━━ Исходный фрагмент ━━
В контексте стихотворения у слова “хирургией” появляется контекстуальное значение неопределенности (как будто Соснора говорит “всякой там хирургией”, включая в это отчуждаемое понятие не только инструмент, но и больницу, и медицину в целом, и усилия врачей). Таким образом, в слове “хирургия” значение абстрактного понятия ослабляется почти до полной утраты, при этом появляется значение собирательности.

Конечно, здесь значима и символика числа “9”, характерная для большинства мистических учений и практик. Соснора очень внимателен к нумерологии, это проявляется во многих стихах и поэмах, а один из его поздних сборников называется “Девять книг” (Соснора, 2001). Для толкования стихотворения, вероятно, наиболее актуальны представления о девяти кругах ада, о девяти днях пребывания души умершего на земле, о девяти музах, девяти жизнях волшебника, кошки. Возможно также, что упоминание девятки в контексте, где говорится о разрезании живота, соотносится с девятимесячным сроком созревания плода перед рождением: хорошо известно, что в традиционной культуре смерть и рождение предстают единой сущностью как переходные состояния. Слово “живот” в этом контексте, вероятно, может означать и “жизнь”, как в древнерусском языке.

Ранее в книге указывалось на эсхатологический смысл числа “9”:


Осень, как элегично, и вправду бездождливо и янтари,
и на экранах мелькают сильно цветные картины,
пиши, пиши, девятка, три плюс шесть,
будущий (этот!) год трехнулевой, а в нули мы гибнем.
━━━
▶ **Задание A**
Перепишите дословно отрывок из текста о стихах Сосноры от слов «Осень, как элегично, и» до слов «нули мы гибнем.».
▶ **Задание B**
Допишите текст о стихах Сосноры дальше, начиная сразу после последней приведенной строки.
Записи для работы не понадобятся.
━━ Записи ━━
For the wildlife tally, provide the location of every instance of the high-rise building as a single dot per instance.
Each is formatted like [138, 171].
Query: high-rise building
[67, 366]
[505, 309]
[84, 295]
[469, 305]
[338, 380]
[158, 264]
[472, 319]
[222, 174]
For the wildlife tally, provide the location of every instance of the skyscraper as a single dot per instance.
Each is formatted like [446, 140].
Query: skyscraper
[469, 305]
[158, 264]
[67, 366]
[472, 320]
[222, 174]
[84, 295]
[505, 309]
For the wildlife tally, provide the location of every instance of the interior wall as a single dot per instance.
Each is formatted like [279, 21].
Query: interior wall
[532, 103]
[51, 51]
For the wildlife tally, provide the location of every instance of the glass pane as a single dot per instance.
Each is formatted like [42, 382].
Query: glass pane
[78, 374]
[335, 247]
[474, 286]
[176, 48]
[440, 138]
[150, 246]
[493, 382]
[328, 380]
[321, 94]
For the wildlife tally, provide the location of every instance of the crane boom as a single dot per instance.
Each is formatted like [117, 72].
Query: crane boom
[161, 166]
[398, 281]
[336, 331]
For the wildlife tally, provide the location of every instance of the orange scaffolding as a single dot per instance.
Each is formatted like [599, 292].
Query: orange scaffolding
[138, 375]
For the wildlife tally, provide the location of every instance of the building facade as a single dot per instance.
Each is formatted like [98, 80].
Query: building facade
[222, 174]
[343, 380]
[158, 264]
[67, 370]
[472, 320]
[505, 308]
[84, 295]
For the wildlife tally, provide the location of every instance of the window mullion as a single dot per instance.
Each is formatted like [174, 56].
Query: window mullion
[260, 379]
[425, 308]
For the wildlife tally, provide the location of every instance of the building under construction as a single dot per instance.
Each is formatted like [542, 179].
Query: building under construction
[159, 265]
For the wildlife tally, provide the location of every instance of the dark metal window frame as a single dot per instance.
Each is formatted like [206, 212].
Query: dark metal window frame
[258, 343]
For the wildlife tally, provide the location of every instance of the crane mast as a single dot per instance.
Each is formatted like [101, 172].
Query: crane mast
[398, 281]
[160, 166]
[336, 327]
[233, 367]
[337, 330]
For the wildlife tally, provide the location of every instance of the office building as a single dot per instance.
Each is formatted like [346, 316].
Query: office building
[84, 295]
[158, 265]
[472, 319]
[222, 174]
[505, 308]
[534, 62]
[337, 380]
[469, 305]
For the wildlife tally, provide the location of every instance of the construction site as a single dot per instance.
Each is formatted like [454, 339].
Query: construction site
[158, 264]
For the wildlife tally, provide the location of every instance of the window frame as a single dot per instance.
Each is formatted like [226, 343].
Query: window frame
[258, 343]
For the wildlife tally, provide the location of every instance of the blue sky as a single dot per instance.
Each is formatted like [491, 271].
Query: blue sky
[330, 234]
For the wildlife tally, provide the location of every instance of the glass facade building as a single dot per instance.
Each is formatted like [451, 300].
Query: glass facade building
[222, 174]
━━━
▶ **Ответ A**
Осень, как элегично, и вправду бездождливо и янтари,
и на экранах мелькают сильно цветные картины,
пиши, пиши, девятка, три плюс шесть,
будущий (этот!) год трехнулевой, а в нули мы гибнем.

▶ **Ответ B**
<...>

ау! не докричишься, что по законам чисел вселенского “решета”,
нет-нет, а возникают единицы и даже девятки.
И от них — Революции и уничтожение всех “судьбоносных” каст,
от ненависти нулей, они ж не знают обман, что меняют касты на касты.
Им важен миг, что он уже не нуль,
а значимая, а не математическая фигура,
и самый нуль из нулей становится гений, герой,
о да! искусство для искусства, то есть бой для боя.

(“У человеческих сочетаний нет нуля…” / “Флейта и прозаизмы”)


В стихотворении “Новая книга — ваянье... ” из книги “Верховный час” есть фрагмент и с обобщающе-метонимическим употреблением слова “медицины”:


Там и туман… Двадцать девиц. Я, эмиссар эмансипаций, — двадцать, — вам говорю, — с фантиками, в скафандрах, морды в цементе, ремонтницы, что ли, они драгоценных дворцов? <...> Домы-дворцы забинтованы в красные медицины (нету ковров!), ибо заветное завтра — триумф Тамерлана.

СОСТОИТСЯ САТАНИНСТВО!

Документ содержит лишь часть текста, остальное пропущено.